▶ Written instruction: Render everything from the line containing "In the photo above, where can the pink balloon animal" down to the line containing "point(180, 274)" as a two-column CSV with columns text and answer, one row per text and its answer. Put each value in a single quoted field, with line breaks changed to spaces.

# # #

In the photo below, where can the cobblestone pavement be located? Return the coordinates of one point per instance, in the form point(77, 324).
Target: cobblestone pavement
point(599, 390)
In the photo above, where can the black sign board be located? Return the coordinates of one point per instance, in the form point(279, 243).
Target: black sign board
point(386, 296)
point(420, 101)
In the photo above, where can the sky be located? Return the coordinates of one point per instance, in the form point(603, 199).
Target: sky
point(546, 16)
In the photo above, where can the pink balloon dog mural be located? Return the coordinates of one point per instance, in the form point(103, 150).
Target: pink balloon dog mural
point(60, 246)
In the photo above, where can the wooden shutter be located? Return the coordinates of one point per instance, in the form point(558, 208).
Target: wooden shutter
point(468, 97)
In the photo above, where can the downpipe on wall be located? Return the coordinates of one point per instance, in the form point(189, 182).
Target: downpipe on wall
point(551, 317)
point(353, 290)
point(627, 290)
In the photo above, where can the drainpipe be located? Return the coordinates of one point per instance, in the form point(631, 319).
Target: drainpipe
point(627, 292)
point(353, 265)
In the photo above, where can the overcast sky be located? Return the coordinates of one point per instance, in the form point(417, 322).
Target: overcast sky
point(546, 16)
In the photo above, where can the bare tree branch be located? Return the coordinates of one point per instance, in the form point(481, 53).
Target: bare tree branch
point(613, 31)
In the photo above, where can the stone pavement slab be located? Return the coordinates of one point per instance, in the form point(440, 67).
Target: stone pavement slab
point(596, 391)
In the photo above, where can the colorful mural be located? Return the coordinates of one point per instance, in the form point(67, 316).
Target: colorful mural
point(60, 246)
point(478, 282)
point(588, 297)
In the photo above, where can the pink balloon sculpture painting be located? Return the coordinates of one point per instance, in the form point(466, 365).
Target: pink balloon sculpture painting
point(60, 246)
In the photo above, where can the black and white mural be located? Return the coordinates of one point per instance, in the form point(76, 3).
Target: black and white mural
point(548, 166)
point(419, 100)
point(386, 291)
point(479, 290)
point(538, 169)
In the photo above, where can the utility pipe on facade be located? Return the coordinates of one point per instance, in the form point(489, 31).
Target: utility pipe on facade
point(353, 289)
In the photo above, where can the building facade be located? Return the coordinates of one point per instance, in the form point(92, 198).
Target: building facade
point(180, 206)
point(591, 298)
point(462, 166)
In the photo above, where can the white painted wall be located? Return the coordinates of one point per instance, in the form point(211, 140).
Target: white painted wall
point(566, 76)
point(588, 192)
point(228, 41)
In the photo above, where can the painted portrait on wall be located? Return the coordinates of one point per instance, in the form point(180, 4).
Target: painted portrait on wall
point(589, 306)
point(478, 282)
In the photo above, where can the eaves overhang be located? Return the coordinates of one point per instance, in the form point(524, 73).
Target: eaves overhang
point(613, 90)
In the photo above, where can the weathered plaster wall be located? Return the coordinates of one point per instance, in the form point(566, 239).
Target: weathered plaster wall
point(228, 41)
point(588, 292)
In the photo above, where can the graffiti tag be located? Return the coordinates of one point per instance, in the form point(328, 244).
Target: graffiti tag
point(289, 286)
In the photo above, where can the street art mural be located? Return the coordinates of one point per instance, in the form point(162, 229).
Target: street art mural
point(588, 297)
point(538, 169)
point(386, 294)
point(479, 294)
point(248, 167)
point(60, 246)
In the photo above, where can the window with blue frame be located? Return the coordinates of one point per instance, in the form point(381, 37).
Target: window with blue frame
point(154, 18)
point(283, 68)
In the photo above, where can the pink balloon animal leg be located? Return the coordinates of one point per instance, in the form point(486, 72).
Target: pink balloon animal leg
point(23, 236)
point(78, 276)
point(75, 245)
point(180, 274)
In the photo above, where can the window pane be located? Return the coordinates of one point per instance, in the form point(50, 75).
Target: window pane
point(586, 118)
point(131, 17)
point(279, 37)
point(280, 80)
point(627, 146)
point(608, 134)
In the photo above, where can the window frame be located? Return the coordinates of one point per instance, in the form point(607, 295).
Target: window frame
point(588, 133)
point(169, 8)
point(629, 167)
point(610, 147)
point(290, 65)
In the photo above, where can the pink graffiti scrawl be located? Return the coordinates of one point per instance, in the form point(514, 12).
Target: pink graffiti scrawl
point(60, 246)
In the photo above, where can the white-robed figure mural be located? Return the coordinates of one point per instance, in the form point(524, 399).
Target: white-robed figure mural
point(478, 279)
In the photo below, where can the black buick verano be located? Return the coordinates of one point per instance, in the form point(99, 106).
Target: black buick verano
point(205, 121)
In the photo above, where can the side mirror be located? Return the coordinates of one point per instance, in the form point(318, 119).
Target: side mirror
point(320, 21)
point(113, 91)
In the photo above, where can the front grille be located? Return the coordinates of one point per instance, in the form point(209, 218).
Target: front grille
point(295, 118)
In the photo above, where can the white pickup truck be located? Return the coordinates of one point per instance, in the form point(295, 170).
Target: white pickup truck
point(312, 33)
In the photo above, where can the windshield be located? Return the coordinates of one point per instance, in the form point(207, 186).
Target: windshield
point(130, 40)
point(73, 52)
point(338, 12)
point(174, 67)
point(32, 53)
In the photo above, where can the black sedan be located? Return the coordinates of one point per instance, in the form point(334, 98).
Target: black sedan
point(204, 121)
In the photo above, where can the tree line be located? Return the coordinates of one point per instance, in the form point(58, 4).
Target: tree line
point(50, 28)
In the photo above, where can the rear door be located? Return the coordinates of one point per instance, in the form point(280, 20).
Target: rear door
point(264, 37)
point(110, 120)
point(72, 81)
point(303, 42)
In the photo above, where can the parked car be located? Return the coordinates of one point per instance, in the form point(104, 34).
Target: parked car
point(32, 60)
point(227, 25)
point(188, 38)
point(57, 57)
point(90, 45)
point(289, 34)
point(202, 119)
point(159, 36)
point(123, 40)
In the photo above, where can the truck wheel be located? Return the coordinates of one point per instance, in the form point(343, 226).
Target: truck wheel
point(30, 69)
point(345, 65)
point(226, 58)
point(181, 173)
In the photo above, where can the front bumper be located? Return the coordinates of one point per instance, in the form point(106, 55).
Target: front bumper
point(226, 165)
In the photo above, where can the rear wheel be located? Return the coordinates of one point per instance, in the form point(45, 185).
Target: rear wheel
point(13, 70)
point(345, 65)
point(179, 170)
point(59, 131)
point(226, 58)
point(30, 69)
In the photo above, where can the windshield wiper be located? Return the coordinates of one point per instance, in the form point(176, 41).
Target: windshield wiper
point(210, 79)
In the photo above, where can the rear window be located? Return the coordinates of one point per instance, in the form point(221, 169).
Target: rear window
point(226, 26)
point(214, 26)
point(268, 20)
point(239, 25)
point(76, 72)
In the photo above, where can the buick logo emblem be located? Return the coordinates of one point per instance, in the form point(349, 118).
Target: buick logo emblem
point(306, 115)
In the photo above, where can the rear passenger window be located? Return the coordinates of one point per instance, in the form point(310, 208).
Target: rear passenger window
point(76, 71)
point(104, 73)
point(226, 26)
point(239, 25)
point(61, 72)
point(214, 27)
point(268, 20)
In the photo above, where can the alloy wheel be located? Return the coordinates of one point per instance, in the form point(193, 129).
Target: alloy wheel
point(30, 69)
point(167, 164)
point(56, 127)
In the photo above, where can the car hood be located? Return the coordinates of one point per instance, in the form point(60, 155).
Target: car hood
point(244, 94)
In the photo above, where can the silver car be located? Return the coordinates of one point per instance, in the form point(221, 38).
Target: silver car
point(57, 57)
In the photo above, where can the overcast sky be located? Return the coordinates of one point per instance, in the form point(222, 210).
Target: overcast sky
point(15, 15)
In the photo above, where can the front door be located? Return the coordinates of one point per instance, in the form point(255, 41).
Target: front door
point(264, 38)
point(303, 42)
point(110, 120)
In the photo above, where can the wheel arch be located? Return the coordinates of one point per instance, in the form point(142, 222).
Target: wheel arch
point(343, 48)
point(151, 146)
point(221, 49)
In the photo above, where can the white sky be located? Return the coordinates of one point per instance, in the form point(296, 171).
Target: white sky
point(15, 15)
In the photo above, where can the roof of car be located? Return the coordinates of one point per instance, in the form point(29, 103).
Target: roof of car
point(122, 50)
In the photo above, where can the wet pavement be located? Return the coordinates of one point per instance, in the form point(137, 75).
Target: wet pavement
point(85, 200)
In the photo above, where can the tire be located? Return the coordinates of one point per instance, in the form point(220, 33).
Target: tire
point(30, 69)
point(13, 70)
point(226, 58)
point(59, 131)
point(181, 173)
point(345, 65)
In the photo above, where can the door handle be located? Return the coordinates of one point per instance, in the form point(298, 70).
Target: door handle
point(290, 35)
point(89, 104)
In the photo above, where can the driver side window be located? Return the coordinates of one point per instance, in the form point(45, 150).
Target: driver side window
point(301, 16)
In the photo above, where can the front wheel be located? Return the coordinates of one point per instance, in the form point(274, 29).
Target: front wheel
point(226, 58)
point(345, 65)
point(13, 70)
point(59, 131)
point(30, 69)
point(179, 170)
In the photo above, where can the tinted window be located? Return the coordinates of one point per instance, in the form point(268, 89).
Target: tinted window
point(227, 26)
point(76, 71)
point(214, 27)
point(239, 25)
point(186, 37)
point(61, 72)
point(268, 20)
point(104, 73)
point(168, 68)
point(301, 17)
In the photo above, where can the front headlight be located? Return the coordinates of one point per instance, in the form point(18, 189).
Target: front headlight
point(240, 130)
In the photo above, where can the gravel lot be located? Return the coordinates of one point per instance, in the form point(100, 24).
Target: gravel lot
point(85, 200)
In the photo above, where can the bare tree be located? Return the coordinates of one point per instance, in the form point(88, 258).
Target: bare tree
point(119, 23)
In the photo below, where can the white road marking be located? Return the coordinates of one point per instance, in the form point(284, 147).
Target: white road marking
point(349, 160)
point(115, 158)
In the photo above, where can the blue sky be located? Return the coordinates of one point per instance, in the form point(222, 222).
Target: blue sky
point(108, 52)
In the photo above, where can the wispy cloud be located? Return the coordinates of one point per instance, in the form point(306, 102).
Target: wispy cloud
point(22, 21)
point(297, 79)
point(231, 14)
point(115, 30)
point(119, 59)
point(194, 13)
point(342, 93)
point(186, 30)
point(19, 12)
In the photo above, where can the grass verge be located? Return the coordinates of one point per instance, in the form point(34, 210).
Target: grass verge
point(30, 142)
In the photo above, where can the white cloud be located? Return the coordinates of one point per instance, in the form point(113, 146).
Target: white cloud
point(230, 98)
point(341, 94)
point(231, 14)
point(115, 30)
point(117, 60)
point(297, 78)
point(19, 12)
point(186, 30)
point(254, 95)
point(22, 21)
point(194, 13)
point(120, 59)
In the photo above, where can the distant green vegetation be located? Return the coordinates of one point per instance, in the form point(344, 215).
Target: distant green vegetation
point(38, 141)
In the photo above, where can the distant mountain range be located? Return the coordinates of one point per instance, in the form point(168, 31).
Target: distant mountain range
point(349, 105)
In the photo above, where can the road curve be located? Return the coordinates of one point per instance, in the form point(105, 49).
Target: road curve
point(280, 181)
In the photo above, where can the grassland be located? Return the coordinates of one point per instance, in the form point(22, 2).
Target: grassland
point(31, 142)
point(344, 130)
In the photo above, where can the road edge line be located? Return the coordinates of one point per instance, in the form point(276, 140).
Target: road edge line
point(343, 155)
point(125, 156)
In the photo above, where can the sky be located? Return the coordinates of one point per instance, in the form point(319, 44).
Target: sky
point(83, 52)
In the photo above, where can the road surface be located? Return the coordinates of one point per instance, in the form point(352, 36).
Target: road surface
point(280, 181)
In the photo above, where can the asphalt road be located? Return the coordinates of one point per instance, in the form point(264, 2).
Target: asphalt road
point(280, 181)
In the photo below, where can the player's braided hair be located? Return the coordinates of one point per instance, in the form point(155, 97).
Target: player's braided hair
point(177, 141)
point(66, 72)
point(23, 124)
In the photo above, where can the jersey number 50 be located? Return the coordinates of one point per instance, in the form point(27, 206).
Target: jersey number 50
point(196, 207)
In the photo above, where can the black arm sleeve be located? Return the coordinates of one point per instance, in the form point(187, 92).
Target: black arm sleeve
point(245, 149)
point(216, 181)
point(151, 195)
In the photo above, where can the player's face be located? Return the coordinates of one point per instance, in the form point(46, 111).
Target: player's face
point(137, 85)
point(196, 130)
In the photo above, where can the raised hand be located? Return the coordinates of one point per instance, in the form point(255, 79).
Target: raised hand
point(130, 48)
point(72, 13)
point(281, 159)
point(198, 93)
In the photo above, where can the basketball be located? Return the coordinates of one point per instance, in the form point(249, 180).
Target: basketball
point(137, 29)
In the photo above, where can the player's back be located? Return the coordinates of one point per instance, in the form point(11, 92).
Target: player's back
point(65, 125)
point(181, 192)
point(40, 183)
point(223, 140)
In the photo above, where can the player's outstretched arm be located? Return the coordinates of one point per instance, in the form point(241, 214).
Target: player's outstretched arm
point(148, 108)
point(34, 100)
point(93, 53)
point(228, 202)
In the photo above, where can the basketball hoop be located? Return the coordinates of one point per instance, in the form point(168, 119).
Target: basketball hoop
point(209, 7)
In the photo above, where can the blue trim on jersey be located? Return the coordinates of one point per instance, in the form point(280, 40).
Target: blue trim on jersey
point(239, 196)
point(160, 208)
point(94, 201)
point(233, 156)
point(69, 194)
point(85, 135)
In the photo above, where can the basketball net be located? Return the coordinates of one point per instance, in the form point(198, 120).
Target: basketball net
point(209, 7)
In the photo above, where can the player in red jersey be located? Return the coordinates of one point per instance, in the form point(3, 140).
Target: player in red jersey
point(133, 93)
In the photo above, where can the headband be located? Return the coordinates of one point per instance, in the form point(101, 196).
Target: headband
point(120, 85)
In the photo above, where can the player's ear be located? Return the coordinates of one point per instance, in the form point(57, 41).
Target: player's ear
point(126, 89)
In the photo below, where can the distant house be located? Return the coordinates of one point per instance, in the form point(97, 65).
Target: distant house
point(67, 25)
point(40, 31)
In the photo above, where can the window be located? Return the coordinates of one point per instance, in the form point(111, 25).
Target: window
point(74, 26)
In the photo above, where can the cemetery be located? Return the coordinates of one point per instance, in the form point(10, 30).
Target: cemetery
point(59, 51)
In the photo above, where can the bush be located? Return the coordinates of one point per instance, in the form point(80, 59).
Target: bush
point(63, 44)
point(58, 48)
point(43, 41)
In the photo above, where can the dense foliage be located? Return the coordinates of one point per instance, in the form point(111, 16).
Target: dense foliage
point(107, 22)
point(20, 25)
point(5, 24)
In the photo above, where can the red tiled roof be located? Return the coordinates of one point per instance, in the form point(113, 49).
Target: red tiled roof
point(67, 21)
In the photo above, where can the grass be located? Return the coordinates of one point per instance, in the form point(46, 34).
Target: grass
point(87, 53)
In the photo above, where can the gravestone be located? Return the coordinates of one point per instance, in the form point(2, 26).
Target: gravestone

# # #

▶ Written solution:
text,answer
"In the photo above, where can the pink balloon animal leg be located? Return the coordinates of one point per instance, in the form point(486, 72). Target: pink balloon animal leg","point(23, 236) point(78, 276) point(75, 245) point(180, 274)"